本文 –
##########

貿易戦争の中でも安定していたドル円相場

2018年08月20日

住友商事グローバルリサーチ 経済部
鈴木 将之

概要

 高まるリスクの中で、ドル円相場は7月以降、概ね1ドル=110~112円のレンジで比較的安定してきた。第2四半期の経済成長が加速するかが注目を集めてきた中で、結果的に、日米と欧中の差がみられるようになった。8月にはトルコリラショックに見舞われたものの、一旦材料が出尽くした感もあり、円相場はそれほど大きく動いていない。今後のドル円相場は、日米の閣僚級の貿易協議(FFR)や自動車関税についての議論など、日本の貿易にとっての本丸に、米国がどこまで切り込んでくるのかに依存している。その他、米中貿易協議や新興国経済の動向などを踏まえれば、短期的な円高リスクに備える必要があるだろう。

 

 

1. 比較的安定してきたドル円相場

 年初に円高に振れていたドル円相場は7月以降、図表①のように、概ね1ドル=110~112円のレンジで安定してきた。この間、世界的な景気減速懸念や、米中貿易摩擦から貿易戦争への激化など、リスクは高まっていたものの、思いのほか円高圧力は高まらなかった。

 

その一方で、先進国の金融政策は着実に変化してきた。経済成長を背景に、米国の連邦準備制度理事会(FRB)は6月に0.25%ポイントの利上げを実施し、市場では年4回利上げ観測が高まった。また、欧州中央銀行(ECB)は、資産買い入れプログラムを年末で終了する予定を発表している。

 

 日本銀行は、金融緩和の持続性の強化という点から、7月末に「強力な金融緩和継続のための枠組み強化」を発表した。事実上、長期金利の上限が0.1%から0.2%に引き上げられたことを受けて、長期金利が0.1%から上昇したため、8月2日に臨時の国債買い入れオペが実施され、上昇トレンドに歯止めがかけられた。この結果、長期金利が0.1%を上回ることを容認するものの、すぐに0.2%に向けて上昇していくことを日銀は想定していない、という認識が市場に広がった。

 

 しかし、米国の金融引き締め、欧州の緩和から引き締めへの転換、日本の長期金利の上昇など、金融環境の変化を受けて、新興国では通貨防衛などの観点から利上げなどを進めるなど、対応策に迫られている。

 

 世界経済の成長に影を落としているのは、米中貿易摩擦から貿易戦争への激化と、その長期化である。世界1位と2位の経済大国の正面衝突であり、その余波が世界経済に広がることが懸念されている。中国に進出している企業にとっては、この問題の行方次第で、バリューチェーンの再編など事業戦略の再構築が必要になるだろう。日本企業にとっては、NAFTA再交渉の推移次第ではメキシコ拠点の見直し、FFRなどもリスク要因となっている。

 

図表① ドル円レート (出所:日本銀行より住友商事グローバルリサーチ作成)

##########

一覧 –
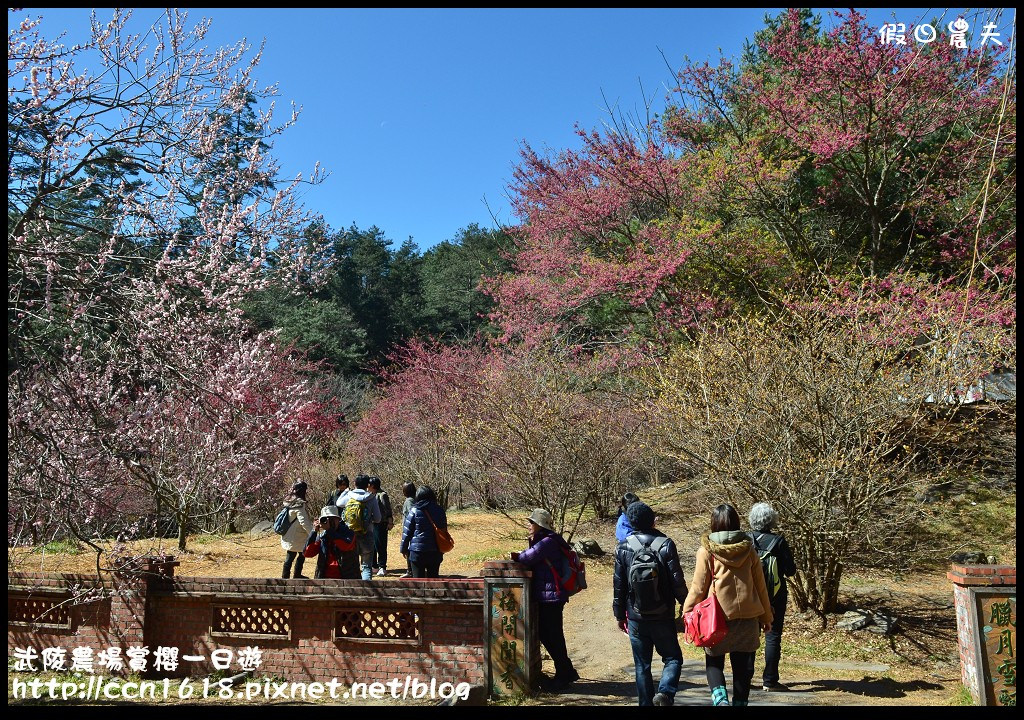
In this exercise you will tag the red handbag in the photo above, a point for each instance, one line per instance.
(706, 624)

##########

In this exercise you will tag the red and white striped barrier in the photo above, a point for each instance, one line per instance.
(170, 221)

##########

指示 –
#1 本文について次の問いに答えよ。解答にも同じ記号を付けること。
(a) 7月以降、ドル円相場はおおむねどのレンジで推移したか。
(b) FRBは6月にどれだけの利上げを実施したか。
(c) 臨時の国債買い入れオペが実施されたのは何月何日か。
#2 本文の「1. 比較的安定してきたドル円相場」から「という認識が市場に広がった。」までを通して書き直せ。その際、「ドル円相場」は「円ドル相場」と呼び替えること。
#3 本文中の一文「世界1位と2位の経済大国の正面衝突であり、その余波が世界経済に広がることが懸念されている。」を英語に訳せ。
本文の記述だけを根拠に答えること。

解答 –
#1
(a) 1ドル=110~112円
(b) 0.25%ポイント
(c) 8月2日

#2
1. 比較的安定してきた円ドル相場

 年初に円高に振れていた円ドル相場は7月以降、図表①のように、概ね1ドル=110~112円のレンジで安定してきた。この間、世界的な景気減速懸念や、米中貿易摩擦から貿易戦争への激化など、リスクは高まっていたものの、思いのほか円高圧力は高まらなかった。

 

その一方で、先進国の金融政策は着実に変化してきた。経済成長を背景に、米国の連邦準備制度理事会(FRB)は6月に0.25%ポイントの利上げを実施し、市場では年4回利上げ観測が高まった。また、欧州中央銀行(ECB)は、資産買い入れプログラムを年末で終了する予定を発表している。

 

 日本銀行は、金融緩和の持続性の強化という点から、7月末に「強力な金融緩和継続のための枠組み強化」を発表した。事実上、長期金利の上限が0.1%から0.2%に引き上げられたことを受けて、長期金利が0.1%から上昇したため、8月2日に臨時の国債買い入れオペが実施され、上昇トレンドに歯止めがかけられた。この結果、長期金利が0.1%を上回ることを容認するものの、すぐに0.2%に向けて上昇していくことを日銀は想定していない、という認識が市場に広がった。

#3 It is a head-on clash between the world's largest and second-largest economies, and there are concerns that its repercussions will spread to the global economy.